++++ TEKS BACAAN ++++

Sebagian eksponen Kelompok 7 dari waktu ke waktu terus bergerak dalam wilayah artistik meraih eksistensi sebagai pelaku seni yang aktif dalam medan seni rupa Bali sejak dekade 1990an hingga kini seperti Made Djirna, Made Budhiana, Nyoman Erawan dan Nyoman Wibawa.
Sebagian lagi memilih jalur berkesenian dan mengabdikan diri pada dunia pendidikan seni dengan menjadi pendidik di Institut Seni Indonesia (ISI) Bali seperti Made Bendi Yudha, Made Ruta dan Made Sudibia.
Dua wilayah ini menarik untuk dicermati tentang bagaimana sumbangsih para eksponen Kelompok 7 dalam medan seni rupa Bali baik sebagai pelaku seni maupun sebagai pendidik seni, sehingga tidak berlebihan jika kehadiran Kelompok 7 menjadi catatan yang menarik untuk dilihat dan diaktualisasi sebagai sebuah bagian dari dinamika sejarah perkembangan seni rupa Bali pada dekade 1990an.
Kehadiran mereka kini untuk berpameran kembali sebagai sebuah kelompok akan sangat sayang jika hanya dimaknai sebagai sebuah pameran reuni yang penuh romantisir maupun eksotisnya nostalgia masa lalu antar anggotanya.
Bertimbang pada hal tersebutlah maka dalam pameran tahun 2024, tiga dekade setelah mereka berdiri pada dekade 1990an, selain menghadirkan karya-karya personal dan mutakhir para eksponennya, pameran kali ini dikemas dengan pameran yang menghadirkan sisi historis berupa arsip-arsip Kelompok 7.

++++

• YANG PERLU DIKERJAKAN:
• a. Terjemahkan kalimat dari teks tentang Kelompok 7 ini ke dalam bahasa Inggris: "Sebagian lagi memilih jalur berkesenian dan mengabdikan diri pada dunia pendidikan seni dengan menjadi pendidik di Institut Seni Indonesia (ISI) Bali seperti Made Bendi Yudha, Made Ruta dan Made Sudibia."
• b. Teruskan teks tentang Kelompok 7 di atas, mulai dari sesudah kalimat terakhirnya.

++++ ITEM YANG DITAMPILKAN ++++

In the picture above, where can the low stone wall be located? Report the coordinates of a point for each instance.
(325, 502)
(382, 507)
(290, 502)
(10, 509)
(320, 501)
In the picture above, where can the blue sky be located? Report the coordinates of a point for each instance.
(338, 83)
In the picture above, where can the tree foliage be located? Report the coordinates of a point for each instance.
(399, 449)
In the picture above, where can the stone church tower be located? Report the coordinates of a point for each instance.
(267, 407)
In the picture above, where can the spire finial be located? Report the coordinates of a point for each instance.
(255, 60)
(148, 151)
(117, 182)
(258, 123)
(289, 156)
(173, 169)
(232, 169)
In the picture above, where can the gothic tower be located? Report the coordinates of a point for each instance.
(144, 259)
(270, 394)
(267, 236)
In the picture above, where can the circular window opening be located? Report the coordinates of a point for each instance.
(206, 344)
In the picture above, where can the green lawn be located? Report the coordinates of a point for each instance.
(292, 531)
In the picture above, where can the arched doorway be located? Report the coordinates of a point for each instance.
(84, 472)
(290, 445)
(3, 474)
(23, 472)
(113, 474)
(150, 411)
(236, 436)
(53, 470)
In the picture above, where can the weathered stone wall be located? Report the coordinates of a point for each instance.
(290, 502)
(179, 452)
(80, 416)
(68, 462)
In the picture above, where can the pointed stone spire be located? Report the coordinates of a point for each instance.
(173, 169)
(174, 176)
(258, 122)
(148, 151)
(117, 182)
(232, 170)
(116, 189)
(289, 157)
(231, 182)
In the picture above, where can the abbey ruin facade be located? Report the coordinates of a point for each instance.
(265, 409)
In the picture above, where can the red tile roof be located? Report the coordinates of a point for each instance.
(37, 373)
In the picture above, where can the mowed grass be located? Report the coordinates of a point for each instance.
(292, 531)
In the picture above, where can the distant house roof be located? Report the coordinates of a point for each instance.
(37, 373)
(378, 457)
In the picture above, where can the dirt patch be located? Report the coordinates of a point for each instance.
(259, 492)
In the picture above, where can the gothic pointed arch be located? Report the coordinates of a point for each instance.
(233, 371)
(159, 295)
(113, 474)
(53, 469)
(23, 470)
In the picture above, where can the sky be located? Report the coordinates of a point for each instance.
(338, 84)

++++

• HASIL TIAP TUGAS:
• a. Others chose the path of making art and devoting themselves to the world of art education by becoming educators at the Indonesian Institute of the Arts (ISI) Bali, such as Made Bendi Yudha, Made Ruta and Made Sudibia.

• b.
Baik berupa karya, dokumentasi foto, artikel dari para penulis dan berbagai publikasi Kelompok 7 sebagai sebuah kelompok. Arsip dan sisi historis ini akan dibagikan dan diharapkan menjadi ruang-ruang edukasi bersama bagi generasi kini untuk mengenal sepenggal fragmen sejarah perkembangan seni rupa Bali dekade 1990an melalui studi kasus aktivitas Kelompok 7.
Model pameran seperti ini juga diharapkan sebagai sebuah momentum untuk menghadirkan dan memaknai kehadiran sebuah peristiwa pameran selain sebagai ruang apresiasi juga sebagai ruang pengetahuan dan perayaan serta pemaknaan kembali atas arsip.
Pinara Pitu sebagai sebuah judul pameran merupakan sebuah frame yang diharapkan sebagai sebuah pintu masuk untuk melihat dinamika dan pergerakan artistik para eksponennya kini dengan keberagaman karakter artistik, konsep dan cara berkesenian.
Pinara Pitu diambil dan dimaknai secara lebih dinamis dari sebuah konsep Genta Pinara Pitu dalam teks Lontar Prakempa dan Aji Gurnita sebuah teks Bali yang membahas tentang suara, musik dalam filosofi Bali.
Genta Pinara Pitu adalah sebuah konsep yang menguraikan tentang filosofis tujuh suara alam semesta yang berevolusi menjadi nada instrumental berbagai gamelan Bali. Dalam konsep Pinara Pitu setiap nada dan warna suara yang dihasilkan berasal dari suara-suara yang terlahir di lima unsur alam (Panca Maha Bhuta) yang berevolusi menjadi tujuh karakter nada yang mewakili lima karakter unsur alam semesta.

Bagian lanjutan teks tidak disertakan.